Gather every line of the records that contains the string "positive", and reproduce each such line in full.

+ + + + +

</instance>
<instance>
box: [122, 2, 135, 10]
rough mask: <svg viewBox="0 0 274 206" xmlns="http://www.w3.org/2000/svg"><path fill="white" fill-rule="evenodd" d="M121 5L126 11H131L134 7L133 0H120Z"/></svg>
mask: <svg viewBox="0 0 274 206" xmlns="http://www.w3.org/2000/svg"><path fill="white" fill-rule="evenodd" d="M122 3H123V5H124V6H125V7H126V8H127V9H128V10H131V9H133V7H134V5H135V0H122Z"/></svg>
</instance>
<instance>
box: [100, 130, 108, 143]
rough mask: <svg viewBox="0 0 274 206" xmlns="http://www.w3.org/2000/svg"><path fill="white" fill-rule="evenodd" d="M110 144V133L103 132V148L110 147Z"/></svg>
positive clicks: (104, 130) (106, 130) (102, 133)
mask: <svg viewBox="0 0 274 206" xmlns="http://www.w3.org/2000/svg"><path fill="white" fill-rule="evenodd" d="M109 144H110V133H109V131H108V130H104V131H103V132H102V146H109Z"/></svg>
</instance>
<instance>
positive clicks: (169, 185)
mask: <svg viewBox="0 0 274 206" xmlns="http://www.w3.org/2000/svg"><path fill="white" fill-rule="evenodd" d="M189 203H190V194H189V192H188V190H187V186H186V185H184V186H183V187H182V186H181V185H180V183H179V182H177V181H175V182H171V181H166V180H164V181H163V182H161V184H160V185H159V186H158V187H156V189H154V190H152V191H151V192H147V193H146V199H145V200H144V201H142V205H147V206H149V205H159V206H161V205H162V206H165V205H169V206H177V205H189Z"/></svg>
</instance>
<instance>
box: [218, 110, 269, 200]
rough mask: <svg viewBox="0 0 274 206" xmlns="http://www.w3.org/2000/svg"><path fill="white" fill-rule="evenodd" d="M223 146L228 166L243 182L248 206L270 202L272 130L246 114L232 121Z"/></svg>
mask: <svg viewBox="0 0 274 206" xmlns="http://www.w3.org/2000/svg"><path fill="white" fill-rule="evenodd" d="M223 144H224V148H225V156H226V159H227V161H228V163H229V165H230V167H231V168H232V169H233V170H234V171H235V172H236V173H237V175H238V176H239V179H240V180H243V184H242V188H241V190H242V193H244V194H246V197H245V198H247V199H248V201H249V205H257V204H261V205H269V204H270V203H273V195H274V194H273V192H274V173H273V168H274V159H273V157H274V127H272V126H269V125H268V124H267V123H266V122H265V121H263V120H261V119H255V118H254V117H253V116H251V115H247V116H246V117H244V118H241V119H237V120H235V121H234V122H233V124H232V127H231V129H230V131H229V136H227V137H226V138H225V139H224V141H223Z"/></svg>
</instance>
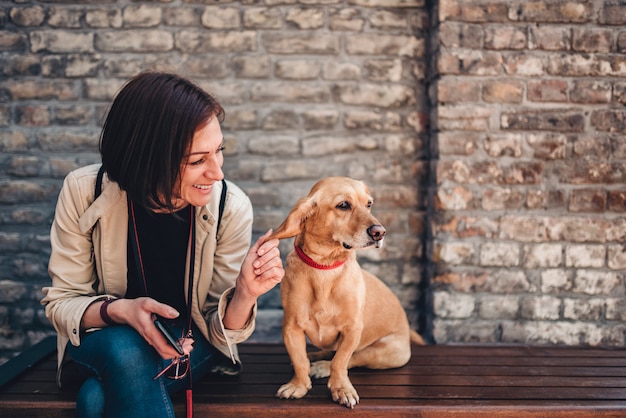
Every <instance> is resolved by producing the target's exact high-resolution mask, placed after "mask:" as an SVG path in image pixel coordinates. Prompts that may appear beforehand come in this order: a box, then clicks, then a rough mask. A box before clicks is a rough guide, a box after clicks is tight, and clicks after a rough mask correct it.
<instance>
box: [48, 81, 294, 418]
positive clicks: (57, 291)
mask: <svg viewBox="0 0 626 418" xmlns="http://www.w3.org/2000/svg"><path fill="white" fill-rule="evenodd" d="M223 117H224V110H223V109H222V107H221V106H220V104H219V103H218V102H217V101H216V100H215V99H214V98H213V97H212V96H211V95H209V94H208V93H206V92H204V91H203V90H201V89H200V88H198V87H197V86H196V85H194V84H193V83H191V82H189V81H188V80H185V79H183V78H181V77H179V76H177V75H173V74H165V73H156V72H146V73H142V74H139V75H138V76H136V77H134V78H133V79H131V80H130V81H129V82H128V83H127V84H126V85H125V86H124V87H123V88H122V90H121V91H120V92H119V94H118V95H117V97H116V98H115V99H114V101H113V103H112V105H111V108H110V110H109V112H108V115H107V118H106V121H105V124H104V127H103V130H102V134H101V138H100V154H101V157H102V166H101V167H102V171H103V172H104V176H103V179H102V181H101V182H100V181H99V180H98V181H97V178H98V171H99V168H100V167H99V165H93V166H88V167H83V168H80V169H78V170H75V171H73V172H71V173H70V174H69V175H68V176H67V177H66V179H65V181H64V184H63V188H62V189H61V192H60V195H59V200H58V203H57V207H56V213H55V218H54V222H53V225H52V229H51V233H50V240H51V246H52V253H51V256H50V262H49V273H50V276H51V278H52V285H51V286H50V287H47V288H44V298H43V300H42V304H43V305H45V307H46V316H47V317H48V318H49V319H50V321H51V322H52V324H53V325H54V327H55V329H56V330H57V333H58V352H59V374H58V380H59V385H61V386H62V385H65V386H67V384H66V382H68V381H69V380H70V379H69V378H71V377H73V376H75V375H76V372H77V371H78V372H81V374H84V375H86V376H87V377H86V380H84V382H82V385H81V386H80V390H79V393H78V398H77V415H79V416H103V415H106V416H113V417H122V416H129V417H130V416H132V417H140V416H146V417H161V416H173V415H174V414H173V408H172V403H171V401H170V397H169V393H173V392H175V391H178V390H180V389H183V388H184V387H185V386H187V385H188V384H190V383H188V379H183V378H182V377H187V378H189V374H186V373H185V371H186V370H187V365H188V364H189V362H190V364H191V372H190V373H191V375H192V376H193V380H197V379H198V378H200V377H202V375H204V374H205V373H207V372H209V371H211V370H216V369H221V370H226V369H234V370H235V371H236V370H237V369H238V367H239V366H240V360H239V357H238V354H237V349H236V344H237V343H239V342H242V341H244V340H246V339H247V338H248V337H249V336H250V335H251V334H252V331H253V330H254V322H255V316H256V300H257V298H258V297H259V296H261V295H263V294H264V293H266V292H267V291H269V290H270V289H272V288H273V287H274V286H275V285H276V284H277V283H279V282H280V280H281V279H282V277H283V275H284V271H283V268H282V262H281V259H280V253H279V251H278V240H267V237H268V236H269V233H270V232H271V231H270V232H268V233H267V234H265V235H264V236H263V237H261V238H259V240H258V241H257V242H256V243H255V244H254V245H253V246H252V247H250V240H251V230H252V207H251V204H250V201H249V199H248V198H247V197H246V195H245V194H244V193H243V192H242V191H241V190H240V189H239V188H238V187H237V186H235V185H234V184H232V183H230V182H228V183H227V192H226V193H225V195H224V197H223V198H222V196H221V195H222V191H223V187H225V186H226V183H222V182H221V180H222V179H223V177H224V174H223V172H222V169H221V167H222V164H223V154H222V150H223V145H224V138H223V135H222V132H221V128H220V122H221V121H222V120H223ZM220 203H221V205H222V206H223V208H222V211H221V213H220V206H221V205H220ZM218 224H219V230H218ZM156 318H159V319H160V320H161V321H166V322H167V321H169V322H170V324H169V325H170V326H171V327H172V328H173V330H174V331H175V332H176V333H177V336H178V337H180V339H179V341H178V342H179V343H180V344H181V346H182V347H179V350H180V349H182V351H181V352H182V354H180V353H179V352H178V351H177V350H176V348H175V347H174V345H175V342H174V345H172V344H170V343H168V342H167V340H166V338H165V336H164V334H163V333H161V332H160V331H159V330H158V329H157V327H156V326H155V322H154V320H155V319H156ZM175 338H177V337H175ZM227 359H230V360H229V362H224V360H227ZM229 364H230V367H229ZM69 366H72V367H71V369H70V367H69ZM168 366H170V367H168ZM70 370H71V373H70ZM70 374H71V376H70ZM162 375H166V376H167V375H171V376H170V377H173V378H174V379H168V378H166V377H165V376H162ZM176 378H179V379H178V380H175V379H176ZM189 382H190V380H189Z"/></svg>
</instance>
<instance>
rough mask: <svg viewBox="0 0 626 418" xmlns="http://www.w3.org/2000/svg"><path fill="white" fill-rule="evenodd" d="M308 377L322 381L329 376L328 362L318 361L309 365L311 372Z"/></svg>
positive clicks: (328, 364)
mask: <svg viewBox="0 0 626 418" xmlns="http://www.w3.org/2000/svg"><path fill="white" fill-rule="evenodd" d="M309 376H311V377H313V378H315V379H323V378H325V377H328V376H330V361H328V360H319V361H314V362H313V363H311V371H310V372H309Z"/></svg>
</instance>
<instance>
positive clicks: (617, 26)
mask: <svg viewBox="0 0 626 418" xmlns="http://www.w3.org/2000/svg"><path fill="white" fill-rule="evenodd" d="M0 7H1V9H0V22H2V25H1V27H0V63H1V64H2V67H1V68H2V72H1V74H0V77H1V78H0V151H1V152H2V154H1V157H0V358H7V357H8V356H10V355H12V353H14V352H18V351H20V350H22V349H24V348H26V347H28V346H29V345H31V344H32V343H34V342H36V341H37V340H39V339H40V338H41V337H42V336H43V335H46V334H49V333H51V328H50V326H49V324H48V323H47V320H46V319H45V318H44V316H43V311H42V309H41V307H40V306H39V303H38V301H39V298H40V288H41V286H42V285H44V284H46V283H48V282H49V279H48V277H47V270H46V269H47V257H48V255H49V239H48V232H49V227H50V223H51V220H52V217H53V211H54V203H55V201H56V196H57V193H58V190H59V187H60V185H61V181H62V178H63V177H64V175H65V174H66V173H67V172H68V171H70V170H71V169H73V168H76V167H79V166H82V165H85V164H89V163H92V162H97V161H98V160H99V158H98V154H97V139H98V134H99V131H100V127H101V120H102V117H103V115H104V114H105V112H106V108H107V105H108V104H109V103H110V101H111V99H112V98H113V97H114V95H115V93H116V91H117V89H118V88H119V87H120V86H121V84H122V83H123V82H124V81H125V80H126V79H128V78H129V77H131V76H133V75H134V74H136V73H137V72H139V71H141V70H143V69H146V68H155V69H161V70H167V71H175V72H179V73H181V74H183V75H185V76H187V77H190V78H192V79H193V80H195V81H197V82H198V83H199V84H200V85H202V86H203V87H205V88H206V89H207V90H209V91H211V92H213V93H215V94H216V95H217V96H218V97H219V98H220V100H221V101H222V103H223V104H224V105H225V107H226V110H227V118H226V121H225V124H224V127H223V130H224V133H225V135H226V142H227V151H226V153H227V159H226V163H225V172H226V175H227V177H228V178H230V179H232V180H234V181H236V182H237V183H238V184H239V185H241V186H242V187H243V188H244V190H246V192H247V193H248V194H249V195H250V197H251V199H252V201H253V203H254V206H255V234H260V233H261V232H263V231H265V230H266V229H267V228H270V227H275V226H277V225H278V224H279V223H280V221H281V220H282V219H283V217H284V216H285V215H286V213H287V212H288V210H289V209H290V208H291V207H292V205H293V204H294V203H295V201H296V200H297V199H298V198H299V197H301V196H302V195H304V194H306V192H307V191H308V189H309V188H310V186H311V185H312V184H313V183H314V182H315V181H316V180H317V179H319V178H321V177H325V176H329V175H348V176H352V177H355V178H359V179H363V180H365V181H367V182H368V183H369V184H370V186H371V187H372V189H373V192H374V195H375V198H376V205H375V213H376V215H377V216H378V217H379V218H380V219H381V220H382V221H383V222H384V223H385V225H386V226H387V228H388V231H389V239H387V240H386V245H385V247H384V248H383V249H382V251H381V250H377V251H368V252H366V253H363V254H362V256H361V258H360V259H361V263H362V264H363V265H364V266H365V267H366V268H368V269H369V270H371V271H373V272H374V273H376V274H377V275H379V276H380V277H381V278H383V279H384V280H385V281H386V282H387V283H388V284H389V286H391V288H392V289H393V290H394V291H395V292H396V294H397V295H398V296H399V297H400V299H401V301H402V303H403V305H404V306H405V308H406V310H407V312H408V314H409V317H410V319H411V322H412V324H413V325H414V326H415V327H419V328H420V329H421V330H422V331H423V332H424V333H425V334H427V335H429V336H432V337H433V338H434V340H436V341H437V342H439V343H447V342H483V343H531V344H570V345H601V346H621V345H623V343H624V331H625V327H624V323H625V321H626V314H624V313H623V311H624V304H625V302H624V300H623V299H624V292H625V289H624V286H625V284H624V274H623V269H624V266H626V253H625V251H624V247H623V245H624V241H625V238H626V236H625V235H626V229H625V228H624V225H626V216H625V215H626V207H625V206H624V202H625V201H626V188H625V187H624V186H623V183H624V178H625V175H626V174H625V171H626V164H625V162H626V146H625V145H624V144H625V143H626V142H625V141H624V134H625V133H626V122H625V121H626V113H625V112H624V104H626V82H624V81H622V80H623V78H624V75H625V73H626V58H625V55H624V52H626V30H624V29H622V27H623V26H624V24H626V6H624V3H623V2H622V1H618V0H606V1H600V0H596V1H563V0H557V1H555V0H544V1H507V0H501V1H497V0H492V1H489V0H472V1H469V0H465V1H452V0H440V1H426V0H243V1H215V0H169V1H168V0H161V1H159V2H153V1H146V2H136V1H130V0H118V1H115V0H107V1H95V0H89V1H71V0H60V1H52V0H50V1H48V0H44V1H39V2H29V1H26V0H24V1H15V2H6V1H5V2H1V1H0ZM289 247H290V246H289V243H284V245H283V250H284V252H285V253H286V252H287V251H288V250H289ZM260 305H261V311H260V320H259V321H258V332H257V333H256V334H255V336H254V338H256V339H276V338H280V337H279V330H280V317H281V311H280V301H279V295H278V292H277V291H274V292H272V293H271V294H269V295H267V296H266V297H264V298H263V299H262V300H261V301H260ZM0 361H1V360H0Z"/></svg>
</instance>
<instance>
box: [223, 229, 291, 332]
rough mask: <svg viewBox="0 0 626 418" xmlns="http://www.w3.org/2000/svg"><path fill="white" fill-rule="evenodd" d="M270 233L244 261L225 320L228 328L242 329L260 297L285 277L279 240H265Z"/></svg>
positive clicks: (260, 242)
mask: <svg viewBox="0 0 626 418" xmlns="http://www.w3.org/2000/svg"><path fill="white" fill-rule="evenodd" d="M271 233H272V231H271V230H270V231H268V232H267V233H266V234H265V235H263V236H262V237H260V238H259V239H258V240H257V242H256V243H255V244H254V245H253V246H252V248H250V251H248V254H247V255H246V258H245V259H244V261H243V264H242V266H241V272H240V273H239V276H238V277H237V281H236V284H235V291H234V293H233V296H232V298H231V300H230V302H229V303H228V306H227V307H226V313H225V314H224V318H223V323H224V327H226V328H227V329H235V330H236V329H241V328H243V327H244V326H245V324H246V323H247V322H248V320H249V319H250V316H251V315H252V309H253V307H254V305H255V304H256V301H257V299H258V297H259V296H261V295H263V294H265V293H267V292H269V291H270V290H271V289H272V288H273V287H274V286H276V285H277V284H278V283H280V281H281V280H282V278H283V276H284V274H285V271H284V270H283V267H282V260H281V258H280V251H279V250H278V242H279V241H278V240H277V239H273V240H269V241H266V240H267V238H268V237H269V236H270V235H271Z"/></svg>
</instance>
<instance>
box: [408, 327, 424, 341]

+ + + + +

#### Task result
positive clicks: (104, 130) (106, 130) (102, 133)
positive clicks: (169, 185)
positive clicks: (57, 291)
positive clicks: (328, 364)
positive clicks: (617, 26)
positive clicks: (260, 242)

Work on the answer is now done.